--- Begin Selected text ---

SUPREME COURT OF NEW YORK, SPECIAL TERM, NASSAU COUNTY


October 29, 1969

HOPE N. GARDNER, PLAINTIFF,
v.
HALSEY S. DOWNER ET AL., CONSTITUTING THE BOARD OF TRUSTEES OF THE INCORPORATED VILLAGE OF OLD WESTBURY, DEFENDANTS

Mario Pittoni, J.

Author: Pittoni

 This is another of a long line of cases involving the innumerable battles between municipalities in Nassau County trying to keep properties within their confines residential in nature and commercial interests attempting to change those areas into more profitable business zones.

Plaintiff owner again sues for a judgment declaring the building zone ordinance of the Village of Old Westbury unconstitutional as it applies to plaintiff's property. Her first action was tried in 1960. (Gardner v. Le Boeuf, 24 Misc. 2d 511.) She again claims that the ordinance unconstitutionally restricts her property to one-family, one-acre plots under the village's Residence "B" zone, when it should be zoned "Business." Plaintiff's property has been zoned Residence "B" since 1926.

Plaintiff's property consists of 14 1/4 acres of wooded land on the northeast corner of Jericho Turnpike and Glen Cove Road. It is surrounded by Glen Cove Road, a county road, on the west; Hillside Avenue, a State road, on the north; a recharge basin property on the east; and Jericho Turnpike, a State road, on the south.

Although Glen Cove Road is a wide four-lane road, it is undivided. However, both Hillside Avenue and Jericho Turnpike are not only very wide but the east and west traffic lanes are divided by wide islands or malls. Hillside Avenue has the added feature of being higher than the subject property at one end and lower than the property at the other end.

The other three corners of Glen Cove Road and Jericho Turnpike, that is, the northwest, southwest and southeast corners, are commercially zoned and commercially used. There are two gasoline stations, the Red Coach Grille and a Carvel ice cream stand in these areas.

Above Hillside Avenue, the rest of the village, except for a few small areas for the village's convenience, is zoned residential, some for one-acre plots, some for two-acre plots and the rest for larger plots.

--- End Selected text ---
--- Begin Records ---

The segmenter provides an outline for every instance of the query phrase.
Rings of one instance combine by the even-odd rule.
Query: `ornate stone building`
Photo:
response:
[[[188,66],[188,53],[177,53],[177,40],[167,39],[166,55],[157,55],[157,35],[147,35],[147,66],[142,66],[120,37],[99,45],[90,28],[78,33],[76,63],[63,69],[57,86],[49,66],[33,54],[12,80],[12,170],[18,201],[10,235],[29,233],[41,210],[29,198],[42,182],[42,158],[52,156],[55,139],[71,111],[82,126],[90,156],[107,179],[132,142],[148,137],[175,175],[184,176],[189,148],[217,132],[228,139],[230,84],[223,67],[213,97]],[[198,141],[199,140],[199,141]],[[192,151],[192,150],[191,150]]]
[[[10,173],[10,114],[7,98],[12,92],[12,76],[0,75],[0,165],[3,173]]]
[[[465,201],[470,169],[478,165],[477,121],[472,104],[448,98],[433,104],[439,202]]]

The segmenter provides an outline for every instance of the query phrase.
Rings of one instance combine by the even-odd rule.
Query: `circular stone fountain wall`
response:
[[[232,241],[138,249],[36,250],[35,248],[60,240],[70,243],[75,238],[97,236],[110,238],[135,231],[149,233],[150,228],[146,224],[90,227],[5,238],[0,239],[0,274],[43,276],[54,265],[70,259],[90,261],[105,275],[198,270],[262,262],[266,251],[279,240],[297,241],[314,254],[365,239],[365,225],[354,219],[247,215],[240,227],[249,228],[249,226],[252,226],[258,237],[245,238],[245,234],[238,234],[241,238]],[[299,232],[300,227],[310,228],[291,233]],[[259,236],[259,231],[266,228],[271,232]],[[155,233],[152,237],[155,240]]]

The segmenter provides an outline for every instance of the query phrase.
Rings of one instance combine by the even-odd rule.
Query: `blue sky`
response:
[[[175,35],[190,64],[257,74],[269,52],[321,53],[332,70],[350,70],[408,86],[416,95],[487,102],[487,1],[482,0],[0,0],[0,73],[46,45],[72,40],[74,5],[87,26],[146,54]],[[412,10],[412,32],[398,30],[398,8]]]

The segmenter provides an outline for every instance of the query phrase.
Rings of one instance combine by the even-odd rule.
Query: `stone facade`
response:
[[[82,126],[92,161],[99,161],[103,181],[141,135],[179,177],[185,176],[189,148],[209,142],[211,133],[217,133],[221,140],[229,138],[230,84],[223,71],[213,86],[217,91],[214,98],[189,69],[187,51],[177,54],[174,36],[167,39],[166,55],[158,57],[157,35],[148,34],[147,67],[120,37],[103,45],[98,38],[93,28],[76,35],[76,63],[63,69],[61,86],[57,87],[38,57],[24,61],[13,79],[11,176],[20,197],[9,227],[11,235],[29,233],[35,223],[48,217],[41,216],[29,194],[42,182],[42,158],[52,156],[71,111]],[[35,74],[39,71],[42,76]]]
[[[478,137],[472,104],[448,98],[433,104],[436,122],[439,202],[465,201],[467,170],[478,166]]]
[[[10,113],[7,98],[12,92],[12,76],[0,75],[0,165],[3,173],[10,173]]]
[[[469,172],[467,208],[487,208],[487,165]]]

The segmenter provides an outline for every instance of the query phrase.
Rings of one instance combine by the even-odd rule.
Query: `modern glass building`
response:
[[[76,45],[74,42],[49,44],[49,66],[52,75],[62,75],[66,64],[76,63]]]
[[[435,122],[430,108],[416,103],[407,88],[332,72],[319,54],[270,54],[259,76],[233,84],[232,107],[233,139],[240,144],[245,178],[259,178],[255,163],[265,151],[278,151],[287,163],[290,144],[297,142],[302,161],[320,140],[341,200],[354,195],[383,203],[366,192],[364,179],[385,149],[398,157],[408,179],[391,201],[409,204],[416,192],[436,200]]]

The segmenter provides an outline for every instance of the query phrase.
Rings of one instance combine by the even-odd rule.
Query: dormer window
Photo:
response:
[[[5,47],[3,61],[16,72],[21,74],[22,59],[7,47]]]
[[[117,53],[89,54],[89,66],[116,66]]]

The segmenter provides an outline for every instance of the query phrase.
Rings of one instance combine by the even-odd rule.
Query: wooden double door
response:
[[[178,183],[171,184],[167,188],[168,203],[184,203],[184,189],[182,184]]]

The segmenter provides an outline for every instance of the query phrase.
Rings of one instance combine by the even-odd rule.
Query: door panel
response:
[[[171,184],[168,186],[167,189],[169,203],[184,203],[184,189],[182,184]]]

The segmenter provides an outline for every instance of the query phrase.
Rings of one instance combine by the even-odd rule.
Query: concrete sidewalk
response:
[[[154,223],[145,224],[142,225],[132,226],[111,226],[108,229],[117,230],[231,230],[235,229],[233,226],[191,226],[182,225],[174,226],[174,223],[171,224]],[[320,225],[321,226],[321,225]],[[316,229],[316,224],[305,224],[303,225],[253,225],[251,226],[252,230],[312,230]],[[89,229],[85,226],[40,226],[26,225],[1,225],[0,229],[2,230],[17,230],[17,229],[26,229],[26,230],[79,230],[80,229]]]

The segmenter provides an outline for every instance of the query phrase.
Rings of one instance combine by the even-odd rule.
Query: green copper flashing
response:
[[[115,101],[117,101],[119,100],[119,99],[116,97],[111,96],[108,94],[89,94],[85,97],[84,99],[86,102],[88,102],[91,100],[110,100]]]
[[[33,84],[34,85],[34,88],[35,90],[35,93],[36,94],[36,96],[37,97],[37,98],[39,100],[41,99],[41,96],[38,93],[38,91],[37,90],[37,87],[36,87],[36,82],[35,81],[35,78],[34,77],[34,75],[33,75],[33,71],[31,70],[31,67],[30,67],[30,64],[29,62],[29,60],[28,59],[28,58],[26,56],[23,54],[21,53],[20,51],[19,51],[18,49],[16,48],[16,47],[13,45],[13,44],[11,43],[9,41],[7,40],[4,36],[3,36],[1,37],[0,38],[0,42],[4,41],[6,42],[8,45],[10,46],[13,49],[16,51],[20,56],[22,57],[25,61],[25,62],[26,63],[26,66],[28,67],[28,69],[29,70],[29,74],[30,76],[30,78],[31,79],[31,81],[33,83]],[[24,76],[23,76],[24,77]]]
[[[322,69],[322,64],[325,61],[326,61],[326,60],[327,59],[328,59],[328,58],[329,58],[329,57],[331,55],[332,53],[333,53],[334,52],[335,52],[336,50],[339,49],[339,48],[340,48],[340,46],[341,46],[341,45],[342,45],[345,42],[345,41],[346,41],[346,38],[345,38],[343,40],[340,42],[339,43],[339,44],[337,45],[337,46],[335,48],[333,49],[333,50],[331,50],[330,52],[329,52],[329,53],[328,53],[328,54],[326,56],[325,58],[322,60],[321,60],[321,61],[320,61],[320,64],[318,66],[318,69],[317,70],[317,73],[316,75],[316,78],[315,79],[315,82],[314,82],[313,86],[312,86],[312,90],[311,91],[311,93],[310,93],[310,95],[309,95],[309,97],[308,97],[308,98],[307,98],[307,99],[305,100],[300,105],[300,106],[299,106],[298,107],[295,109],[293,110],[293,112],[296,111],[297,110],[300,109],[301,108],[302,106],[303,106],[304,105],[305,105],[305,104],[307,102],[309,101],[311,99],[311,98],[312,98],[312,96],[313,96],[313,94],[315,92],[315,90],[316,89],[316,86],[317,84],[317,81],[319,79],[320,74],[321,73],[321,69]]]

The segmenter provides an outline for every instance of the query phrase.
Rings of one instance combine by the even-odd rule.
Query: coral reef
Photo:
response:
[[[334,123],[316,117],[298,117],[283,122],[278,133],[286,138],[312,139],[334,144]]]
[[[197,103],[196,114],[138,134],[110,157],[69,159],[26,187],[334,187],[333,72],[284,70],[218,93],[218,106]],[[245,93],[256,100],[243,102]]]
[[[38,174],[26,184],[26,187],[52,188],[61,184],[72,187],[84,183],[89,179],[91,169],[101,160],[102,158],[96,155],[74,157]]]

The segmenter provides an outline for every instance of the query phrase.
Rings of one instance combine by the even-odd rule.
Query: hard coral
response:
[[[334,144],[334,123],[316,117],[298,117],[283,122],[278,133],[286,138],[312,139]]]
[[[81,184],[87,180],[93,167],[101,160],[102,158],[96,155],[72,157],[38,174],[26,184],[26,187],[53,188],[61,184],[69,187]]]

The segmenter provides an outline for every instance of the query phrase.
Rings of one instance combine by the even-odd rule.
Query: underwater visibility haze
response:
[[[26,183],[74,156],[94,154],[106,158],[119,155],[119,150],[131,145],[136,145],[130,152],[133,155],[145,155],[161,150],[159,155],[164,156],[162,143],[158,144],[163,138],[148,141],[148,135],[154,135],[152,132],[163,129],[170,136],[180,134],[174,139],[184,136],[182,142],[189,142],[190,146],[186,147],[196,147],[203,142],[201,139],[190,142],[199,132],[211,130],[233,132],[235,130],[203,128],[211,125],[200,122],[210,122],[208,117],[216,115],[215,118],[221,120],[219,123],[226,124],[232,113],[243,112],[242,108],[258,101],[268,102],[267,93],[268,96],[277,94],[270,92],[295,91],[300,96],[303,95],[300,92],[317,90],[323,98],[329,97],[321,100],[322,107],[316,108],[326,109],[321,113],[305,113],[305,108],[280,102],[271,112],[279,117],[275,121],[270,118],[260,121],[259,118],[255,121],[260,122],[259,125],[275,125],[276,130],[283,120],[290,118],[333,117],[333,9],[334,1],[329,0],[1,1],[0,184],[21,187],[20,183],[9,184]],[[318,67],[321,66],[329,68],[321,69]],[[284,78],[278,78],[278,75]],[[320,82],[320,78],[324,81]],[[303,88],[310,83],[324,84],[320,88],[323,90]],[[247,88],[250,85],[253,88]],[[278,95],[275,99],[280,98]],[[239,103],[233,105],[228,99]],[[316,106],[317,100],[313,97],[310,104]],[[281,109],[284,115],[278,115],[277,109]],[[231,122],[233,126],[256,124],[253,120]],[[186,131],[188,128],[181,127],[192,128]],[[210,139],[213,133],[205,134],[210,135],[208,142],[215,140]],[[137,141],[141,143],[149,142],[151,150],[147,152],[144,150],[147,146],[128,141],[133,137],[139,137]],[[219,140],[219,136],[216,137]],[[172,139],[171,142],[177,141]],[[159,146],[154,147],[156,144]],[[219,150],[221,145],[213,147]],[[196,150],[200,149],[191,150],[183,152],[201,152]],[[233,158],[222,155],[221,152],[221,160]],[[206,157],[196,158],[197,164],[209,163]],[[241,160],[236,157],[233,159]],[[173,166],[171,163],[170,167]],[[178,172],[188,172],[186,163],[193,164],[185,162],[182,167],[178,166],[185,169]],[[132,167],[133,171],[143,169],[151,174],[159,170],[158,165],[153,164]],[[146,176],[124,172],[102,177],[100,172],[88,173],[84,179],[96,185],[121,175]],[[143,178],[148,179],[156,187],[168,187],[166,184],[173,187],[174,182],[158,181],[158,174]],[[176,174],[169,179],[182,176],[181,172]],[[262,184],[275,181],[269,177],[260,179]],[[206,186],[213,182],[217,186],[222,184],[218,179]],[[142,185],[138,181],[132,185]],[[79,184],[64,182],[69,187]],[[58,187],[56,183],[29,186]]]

--- End Records ---

§ Task set
A: Condense the paragraph of the court opinion beginning "Plaintiff's property consists of" into a bulleted list that keeps its main facts.
B: Reproduce the court opinion word for word from "HALSEY S. DOWNER" up to and including "profitable business zones.".

§ Solution set
A:
- 14 1/4 acres of wooded land at the northeast corner of Jericho Turnpike and Glen Cove Road
- West: Glen Cove Road, a county road
- North: Hillside Avenue, a State road
- East: a recharge basin property
- South: Jericho Turnpike, a State road

B:
HALSEY S. DOWNER ET AL., CONSTITUTING THE BOARD OF TRUSTEES OF THE INCORPORATED VILLAGE OF OLD WESTBURY, DEFENDANTS

Mario Pittoni, J.

Author: Pittoni

 This is another of a long line of cases involving the innumerable battles between municipalities in Nassau County trying to keep properties within their confines residential in nature and commercial interests attempting to change those areas into more profitable business zones.